** Opening Source information block **

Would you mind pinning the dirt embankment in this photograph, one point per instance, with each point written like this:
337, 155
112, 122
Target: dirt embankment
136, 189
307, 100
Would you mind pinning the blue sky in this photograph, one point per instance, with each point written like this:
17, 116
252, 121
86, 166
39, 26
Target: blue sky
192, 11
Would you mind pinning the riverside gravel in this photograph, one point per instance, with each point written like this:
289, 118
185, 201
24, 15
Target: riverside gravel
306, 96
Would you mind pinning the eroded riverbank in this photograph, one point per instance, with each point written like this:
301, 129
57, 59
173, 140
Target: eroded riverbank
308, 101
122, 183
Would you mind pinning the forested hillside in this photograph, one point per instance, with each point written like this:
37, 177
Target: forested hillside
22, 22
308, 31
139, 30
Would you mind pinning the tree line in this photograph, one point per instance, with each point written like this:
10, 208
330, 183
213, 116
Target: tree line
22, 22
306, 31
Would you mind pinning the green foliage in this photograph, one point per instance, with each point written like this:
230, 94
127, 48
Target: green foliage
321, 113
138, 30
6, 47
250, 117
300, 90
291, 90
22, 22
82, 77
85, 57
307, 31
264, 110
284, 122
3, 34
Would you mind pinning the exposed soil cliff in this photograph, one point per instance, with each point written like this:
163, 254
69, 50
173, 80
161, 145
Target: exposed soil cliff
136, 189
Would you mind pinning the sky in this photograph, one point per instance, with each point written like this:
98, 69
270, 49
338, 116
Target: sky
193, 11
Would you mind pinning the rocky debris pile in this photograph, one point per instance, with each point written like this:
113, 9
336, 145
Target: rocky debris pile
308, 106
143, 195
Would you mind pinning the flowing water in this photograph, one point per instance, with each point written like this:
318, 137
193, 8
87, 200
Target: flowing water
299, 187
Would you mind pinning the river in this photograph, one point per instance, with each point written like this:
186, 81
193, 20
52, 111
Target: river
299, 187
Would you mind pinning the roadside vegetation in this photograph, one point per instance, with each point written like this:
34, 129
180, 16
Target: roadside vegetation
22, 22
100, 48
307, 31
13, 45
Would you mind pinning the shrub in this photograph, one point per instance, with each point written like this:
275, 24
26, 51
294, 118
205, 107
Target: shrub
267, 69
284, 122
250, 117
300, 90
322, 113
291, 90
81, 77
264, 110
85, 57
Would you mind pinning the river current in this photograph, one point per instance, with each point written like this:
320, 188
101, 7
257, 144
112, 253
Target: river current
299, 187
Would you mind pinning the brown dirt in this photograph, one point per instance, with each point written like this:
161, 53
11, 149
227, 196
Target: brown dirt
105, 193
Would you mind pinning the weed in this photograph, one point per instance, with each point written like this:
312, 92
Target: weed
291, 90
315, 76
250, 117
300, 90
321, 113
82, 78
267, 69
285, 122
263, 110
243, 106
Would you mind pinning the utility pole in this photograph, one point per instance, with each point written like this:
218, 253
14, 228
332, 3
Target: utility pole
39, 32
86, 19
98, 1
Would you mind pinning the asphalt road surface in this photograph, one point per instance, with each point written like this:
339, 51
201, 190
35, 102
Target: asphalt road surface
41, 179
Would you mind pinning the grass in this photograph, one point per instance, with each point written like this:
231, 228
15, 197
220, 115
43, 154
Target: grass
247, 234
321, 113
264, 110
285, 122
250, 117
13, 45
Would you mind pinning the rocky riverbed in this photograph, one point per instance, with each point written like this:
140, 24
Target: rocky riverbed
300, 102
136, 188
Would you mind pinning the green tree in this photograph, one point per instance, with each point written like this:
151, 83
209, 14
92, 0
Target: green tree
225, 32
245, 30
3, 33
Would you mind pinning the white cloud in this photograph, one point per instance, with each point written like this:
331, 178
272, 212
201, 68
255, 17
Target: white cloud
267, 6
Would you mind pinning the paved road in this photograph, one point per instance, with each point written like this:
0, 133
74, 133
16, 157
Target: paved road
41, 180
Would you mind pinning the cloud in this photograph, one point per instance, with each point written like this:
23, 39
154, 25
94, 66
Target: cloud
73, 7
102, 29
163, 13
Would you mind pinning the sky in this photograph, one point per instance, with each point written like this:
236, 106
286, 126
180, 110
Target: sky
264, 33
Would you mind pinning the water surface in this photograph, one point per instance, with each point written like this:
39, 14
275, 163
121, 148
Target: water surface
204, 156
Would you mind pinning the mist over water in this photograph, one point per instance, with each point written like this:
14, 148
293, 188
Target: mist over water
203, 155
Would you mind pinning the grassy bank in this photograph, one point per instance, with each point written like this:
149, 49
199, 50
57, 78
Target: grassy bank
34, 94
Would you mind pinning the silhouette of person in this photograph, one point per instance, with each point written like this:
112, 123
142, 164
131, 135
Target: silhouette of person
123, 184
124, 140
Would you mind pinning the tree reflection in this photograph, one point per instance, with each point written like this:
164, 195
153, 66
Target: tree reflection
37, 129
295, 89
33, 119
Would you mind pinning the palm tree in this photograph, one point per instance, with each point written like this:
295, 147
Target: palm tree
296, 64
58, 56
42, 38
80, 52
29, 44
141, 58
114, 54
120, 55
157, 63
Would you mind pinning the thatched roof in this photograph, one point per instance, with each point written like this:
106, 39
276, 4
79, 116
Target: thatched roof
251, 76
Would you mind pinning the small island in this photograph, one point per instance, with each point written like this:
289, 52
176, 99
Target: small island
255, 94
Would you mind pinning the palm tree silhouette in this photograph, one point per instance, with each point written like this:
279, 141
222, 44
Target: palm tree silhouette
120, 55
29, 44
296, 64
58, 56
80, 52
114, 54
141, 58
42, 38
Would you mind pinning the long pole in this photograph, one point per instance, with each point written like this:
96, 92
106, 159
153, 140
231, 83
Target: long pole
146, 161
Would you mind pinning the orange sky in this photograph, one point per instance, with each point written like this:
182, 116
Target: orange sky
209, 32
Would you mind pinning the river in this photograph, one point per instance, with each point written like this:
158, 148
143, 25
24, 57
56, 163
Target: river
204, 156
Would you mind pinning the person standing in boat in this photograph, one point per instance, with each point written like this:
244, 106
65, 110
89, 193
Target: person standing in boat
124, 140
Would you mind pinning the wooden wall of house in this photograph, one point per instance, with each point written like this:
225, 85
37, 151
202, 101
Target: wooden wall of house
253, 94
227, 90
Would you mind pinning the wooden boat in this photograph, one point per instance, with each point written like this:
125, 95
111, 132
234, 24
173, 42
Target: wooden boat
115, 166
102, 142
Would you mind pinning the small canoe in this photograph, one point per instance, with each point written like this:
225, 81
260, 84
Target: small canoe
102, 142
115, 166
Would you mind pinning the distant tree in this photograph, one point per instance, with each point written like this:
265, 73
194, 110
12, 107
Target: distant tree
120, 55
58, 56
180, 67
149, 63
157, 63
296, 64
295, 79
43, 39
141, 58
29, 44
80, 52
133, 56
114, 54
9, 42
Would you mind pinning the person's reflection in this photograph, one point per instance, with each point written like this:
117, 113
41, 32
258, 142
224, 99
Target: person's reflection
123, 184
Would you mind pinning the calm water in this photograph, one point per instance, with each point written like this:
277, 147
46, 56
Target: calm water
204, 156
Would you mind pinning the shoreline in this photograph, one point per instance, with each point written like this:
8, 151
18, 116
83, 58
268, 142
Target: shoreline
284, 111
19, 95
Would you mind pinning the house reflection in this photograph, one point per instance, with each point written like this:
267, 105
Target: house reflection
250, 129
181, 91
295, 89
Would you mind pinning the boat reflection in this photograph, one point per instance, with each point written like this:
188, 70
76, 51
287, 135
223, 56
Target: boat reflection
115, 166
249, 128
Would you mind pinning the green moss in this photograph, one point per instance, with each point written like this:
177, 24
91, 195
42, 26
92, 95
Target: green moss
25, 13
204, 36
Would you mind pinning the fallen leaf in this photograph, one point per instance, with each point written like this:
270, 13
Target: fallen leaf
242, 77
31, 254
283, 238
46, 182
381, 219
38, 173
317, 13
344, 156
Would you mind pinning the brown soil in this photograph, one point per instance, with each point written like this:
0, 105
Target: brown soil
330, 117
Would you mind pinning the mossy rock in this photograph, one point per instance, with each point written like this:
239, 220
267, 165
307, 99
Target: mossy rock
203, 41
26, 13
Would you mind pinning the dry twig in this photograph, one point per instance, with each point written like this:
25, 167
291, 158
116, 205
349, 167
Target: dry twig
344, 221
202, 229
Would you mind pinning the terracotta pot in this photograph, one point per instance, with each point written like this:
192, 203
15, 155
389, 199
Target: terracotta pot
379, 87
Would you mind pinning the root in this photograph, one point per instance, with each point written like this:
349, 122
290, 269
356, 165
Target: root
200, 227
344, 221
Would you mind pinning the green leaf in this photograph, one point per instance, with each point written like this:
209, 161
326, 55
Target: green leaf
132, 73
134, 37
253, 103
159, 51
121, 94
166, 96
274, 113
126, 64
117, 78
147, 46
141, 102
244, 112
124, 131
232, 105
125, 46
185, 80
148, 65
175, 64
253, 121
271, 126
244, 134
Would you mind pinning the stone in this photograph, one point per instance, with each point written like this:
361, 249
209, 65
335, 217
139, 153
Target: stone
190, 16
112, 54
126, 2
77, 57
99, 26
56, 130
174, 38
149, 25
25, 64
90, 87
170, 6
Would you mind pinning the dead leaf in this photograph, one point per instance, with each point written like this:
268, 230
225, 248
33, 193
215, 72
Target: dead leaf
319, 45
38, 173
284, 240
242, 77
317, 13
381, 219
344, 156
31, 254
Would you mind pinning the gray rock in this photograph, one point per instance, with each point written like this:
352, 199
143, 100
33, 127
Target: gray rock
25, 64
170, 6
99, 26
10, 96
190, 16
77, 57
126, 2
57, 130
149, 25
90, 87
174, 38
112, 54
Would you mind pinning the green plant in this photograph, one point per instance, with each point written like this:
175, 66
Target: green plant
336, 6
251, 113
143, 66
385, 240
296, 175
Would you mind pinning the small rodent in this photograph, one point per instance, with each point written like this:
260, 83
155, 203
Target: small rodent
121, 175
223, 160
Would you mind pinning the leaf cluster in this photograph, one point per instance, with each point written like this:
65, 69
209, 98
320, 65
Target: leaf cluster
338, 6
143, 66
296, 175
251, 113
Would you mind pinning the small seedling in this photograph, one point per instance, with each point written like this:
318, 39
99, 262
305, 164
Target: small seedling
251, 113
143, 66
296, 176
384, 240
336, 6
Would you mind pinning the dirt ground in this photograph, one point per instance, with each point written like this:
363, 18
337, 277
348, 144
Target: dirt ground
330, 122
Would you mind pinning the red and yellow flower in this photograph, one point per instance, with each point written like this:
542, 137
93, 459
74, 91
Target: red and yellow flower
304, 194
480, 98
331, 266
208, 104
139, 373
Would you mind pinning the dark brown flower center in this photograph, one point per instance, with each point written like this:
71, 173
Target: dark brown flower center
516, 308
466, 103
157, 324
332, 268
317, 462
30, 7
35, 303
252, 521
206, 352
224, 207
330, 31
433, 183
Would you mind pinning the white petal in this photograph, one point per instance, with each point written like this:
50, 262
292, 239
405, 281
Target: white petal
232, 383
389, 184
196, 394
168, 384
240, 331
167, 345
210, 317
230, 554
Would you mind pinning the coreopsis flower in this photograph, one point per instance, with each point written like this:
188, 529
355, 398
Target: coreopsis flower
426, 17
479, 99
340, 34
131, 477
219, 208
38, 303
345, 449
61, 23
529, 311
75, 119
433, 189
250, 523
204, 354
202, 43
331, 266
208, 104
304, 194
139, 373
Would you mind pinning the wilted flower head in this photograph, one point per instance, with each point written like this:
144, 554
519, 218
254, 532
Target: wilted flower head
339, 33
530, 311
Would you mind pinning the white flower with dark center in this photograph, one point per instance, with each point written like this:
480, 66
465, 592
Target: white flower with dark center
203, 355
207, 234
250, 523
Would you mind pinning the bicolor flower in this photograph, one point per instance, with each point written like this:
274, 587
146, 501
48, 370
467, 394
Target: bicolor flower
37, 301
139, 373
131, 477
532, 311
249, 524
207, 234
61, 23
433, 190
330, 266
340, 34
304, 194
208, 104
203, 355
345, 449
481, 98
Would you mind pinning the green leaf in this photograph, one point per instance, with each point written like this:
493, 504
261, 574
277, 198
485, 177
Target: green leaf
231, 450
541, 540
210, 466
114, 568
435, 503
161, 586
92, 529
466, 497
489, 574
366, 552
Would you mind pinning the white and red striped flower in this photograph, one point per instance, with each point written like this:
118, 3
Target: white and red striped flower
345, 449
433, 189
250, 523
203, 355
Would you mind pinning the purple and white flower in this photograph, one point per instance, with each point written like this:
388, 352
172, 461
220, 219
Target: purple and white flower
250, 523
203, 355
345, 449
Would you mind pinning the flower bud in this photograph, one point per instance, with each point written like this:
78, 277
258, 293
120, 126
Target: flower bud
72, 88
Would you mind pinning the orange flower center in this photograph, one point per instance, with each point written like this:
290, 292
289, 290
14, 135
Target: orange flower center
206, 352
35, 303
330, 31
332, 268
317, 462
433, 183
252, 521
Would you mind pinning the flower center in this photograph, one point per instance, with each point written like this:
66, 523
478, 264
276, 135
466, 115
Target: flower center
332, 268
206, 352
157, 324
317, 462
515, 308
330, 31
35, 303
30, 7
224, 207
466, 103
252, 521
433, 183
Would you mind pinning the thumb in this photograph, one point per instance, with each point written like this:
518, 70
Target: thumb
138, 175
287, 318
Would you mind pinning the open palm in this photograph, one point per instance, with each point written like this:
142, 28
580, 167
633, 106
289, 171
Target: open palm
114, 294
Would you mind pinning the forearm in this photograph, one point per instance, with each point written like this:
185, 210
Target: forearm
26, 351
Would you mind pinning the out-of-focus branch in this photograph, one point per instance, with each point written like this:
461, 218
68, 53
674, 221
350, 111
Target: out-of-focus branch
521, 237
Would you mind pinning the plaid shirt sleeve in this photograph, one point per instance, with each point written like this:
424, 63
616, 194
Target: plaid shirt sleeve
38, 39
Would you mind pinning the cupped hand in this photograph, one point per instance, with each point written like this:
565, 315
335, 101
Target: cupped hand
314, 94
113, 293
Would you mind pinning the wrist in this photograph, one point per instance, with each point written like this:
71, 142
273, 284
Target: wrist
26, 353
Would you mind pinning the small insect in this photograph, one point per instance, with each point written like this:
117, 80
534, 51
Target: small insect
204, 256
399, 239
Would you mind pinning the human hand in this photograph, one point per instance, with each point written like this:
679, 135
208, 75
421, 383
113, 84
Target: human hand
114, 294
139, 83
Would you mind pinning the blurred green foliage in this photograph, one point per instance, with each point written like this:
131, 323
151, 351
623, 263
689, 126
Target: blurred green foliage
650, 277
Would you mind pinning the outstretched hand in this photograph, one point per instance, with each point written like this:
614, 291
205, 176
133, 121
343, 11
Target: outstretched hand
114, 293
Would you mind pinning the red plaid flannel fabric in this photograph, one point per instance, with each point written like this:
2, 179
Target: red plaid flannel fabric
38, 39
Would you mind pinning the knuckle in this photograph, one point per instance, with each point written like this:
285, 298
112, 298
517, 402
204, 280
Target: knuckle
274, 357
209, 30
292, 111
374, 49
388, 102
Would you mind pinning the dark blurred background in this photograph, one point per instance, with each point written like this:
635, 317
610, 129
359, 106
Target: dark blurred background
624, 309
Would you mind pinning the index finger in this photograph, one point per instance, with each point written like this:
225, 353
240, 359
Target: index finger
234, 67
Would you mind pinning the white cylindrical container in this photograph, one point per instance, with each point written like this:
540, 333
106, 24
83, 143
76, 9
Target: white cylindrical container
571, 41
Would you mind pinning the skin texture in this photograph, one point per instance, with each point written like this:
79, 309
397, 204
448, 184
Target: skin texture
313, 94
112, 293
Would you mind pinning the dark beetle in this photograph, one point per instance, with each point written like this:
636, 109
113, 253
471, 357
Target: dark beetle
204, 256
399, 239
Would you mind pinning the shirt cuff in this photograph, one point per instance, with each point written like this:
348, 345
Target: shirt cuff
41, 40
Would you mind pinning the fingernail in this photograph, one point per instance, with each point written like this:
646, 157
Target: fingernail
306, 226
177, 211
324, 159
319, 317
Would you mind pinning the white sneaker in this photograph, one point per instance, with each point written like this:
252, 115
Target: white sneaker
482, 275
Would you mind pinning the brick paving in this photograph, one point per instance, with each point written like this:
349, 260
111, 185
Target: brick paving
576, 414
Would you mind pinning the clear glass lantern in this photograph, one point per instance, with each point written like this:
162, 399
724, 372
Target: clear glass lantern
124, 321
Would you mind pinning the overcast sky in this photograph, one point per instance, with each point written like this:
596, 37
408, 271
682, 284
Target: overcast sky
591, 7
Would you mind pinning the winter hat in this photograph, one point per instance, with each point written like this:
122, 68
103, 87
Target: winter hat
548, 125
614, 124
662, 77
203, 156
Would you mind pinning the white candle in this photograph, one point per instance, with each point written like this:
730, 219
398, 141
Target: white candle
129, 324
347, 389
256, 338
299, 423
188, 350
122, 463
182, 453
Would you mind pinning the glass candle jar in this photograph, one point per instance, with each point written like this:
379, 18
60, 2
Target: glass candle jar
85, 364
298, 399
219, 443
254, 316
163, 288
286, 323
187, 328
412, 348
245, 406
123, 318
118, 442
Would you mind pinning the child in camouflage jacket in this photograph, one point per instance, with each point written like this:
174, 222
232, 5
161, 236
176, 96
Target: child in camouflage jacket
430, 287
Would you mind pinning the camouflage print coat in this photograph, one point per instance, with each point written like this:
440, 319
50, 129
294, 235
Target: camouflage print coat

** Closing Source information block **

** Task requirements **
Only the lines holding "print" are wanted, so copy each of them from the material.

** Your response **
Would you mind pinning the camouflage print coat in this photograph, one point per instance, with each point written like this:
Target: camouflage print coat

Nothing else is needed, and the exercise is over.